Copy verbatim the block of lines in the entries below whose first line contains "Target: rocky outcrop" and whose last line contains "Target: man on suspension bridge". Leave out all other lines.

Saved data entries.
--------------------

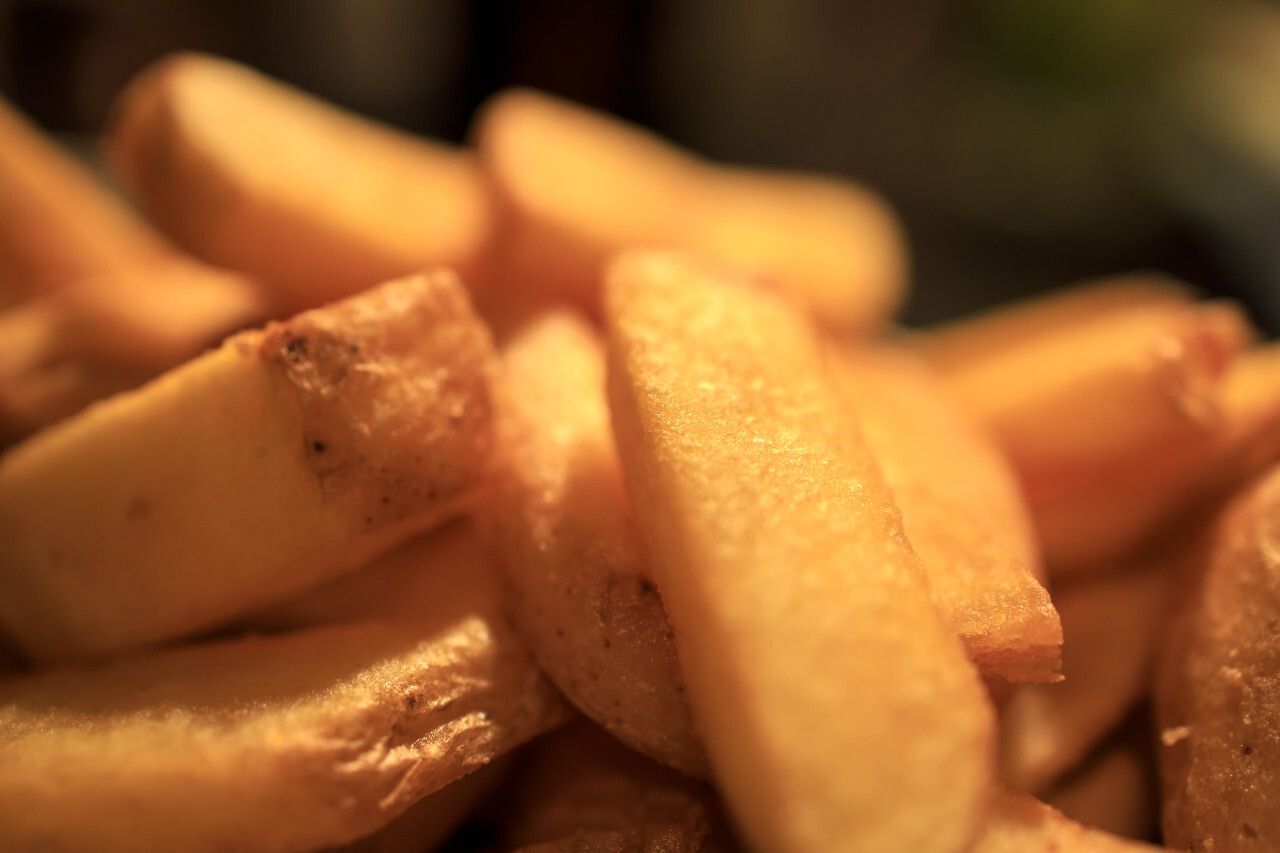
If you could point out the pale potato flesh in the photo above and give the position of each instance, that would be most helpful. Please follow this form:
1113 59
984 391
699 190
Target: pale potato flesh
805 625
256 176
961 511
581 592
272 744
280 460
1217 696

--------------------

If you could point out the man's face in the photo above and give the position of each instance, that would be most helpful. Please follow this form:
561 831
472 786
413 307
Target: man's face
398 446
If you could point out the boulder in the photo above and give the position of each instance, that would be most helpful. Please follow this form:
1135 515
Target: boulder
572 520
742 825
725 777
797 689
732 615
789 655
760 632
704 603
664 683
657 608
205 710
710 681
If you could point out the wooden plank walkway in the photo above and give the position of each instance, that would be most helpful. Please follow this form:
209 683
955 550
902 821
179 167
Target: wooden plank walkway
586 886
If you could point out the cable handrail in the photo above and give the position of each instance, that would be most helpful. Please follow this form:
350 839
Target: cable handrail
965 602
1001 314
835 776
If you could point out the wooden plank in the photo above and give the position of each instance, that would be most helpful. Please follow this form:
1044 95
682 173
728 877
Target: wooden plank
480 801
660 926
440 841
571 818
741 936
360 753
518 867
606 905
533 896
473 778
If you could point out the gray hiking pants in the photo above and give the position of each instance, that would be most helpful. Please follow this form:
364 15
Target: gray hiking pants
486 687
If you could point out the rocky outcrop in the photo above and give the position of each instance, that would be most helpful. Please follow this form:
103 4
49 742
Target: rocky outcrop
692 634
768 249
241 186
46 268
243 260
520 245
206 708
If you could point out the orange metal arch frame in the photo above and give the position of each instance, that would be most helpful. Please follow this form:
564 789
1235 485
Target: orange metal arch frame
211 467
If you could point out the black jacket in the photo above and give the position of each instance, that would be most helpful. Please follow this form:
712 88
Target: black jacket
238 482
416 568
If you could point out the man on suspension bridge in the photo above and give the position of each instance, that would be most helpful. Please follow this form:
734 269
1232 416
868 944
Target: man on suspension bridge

--------------------

ANSWER SPACE.
Target: rocky outcrop
692 634
768 249
241 186
46 268
243 260
520 245
206 708
If you could point out the orange metal arch frame in the photo above and give the position of each instance, that would be most helpful. Please follow this form:
564 789
1235 485
Target: orange metal arch frame
211 467
If you could point out the black jacket in the photo above and give the position of each instance, that would be most helpful. Please follow this form:
712 88
Target: black jacket
238 482
416 568
If you could point out the man on suspension bridge in the photo above and give the position of each instance, that would be most helpful. Please follow this form:
734 269
1232 416
868 944
Target: man on suspension bridge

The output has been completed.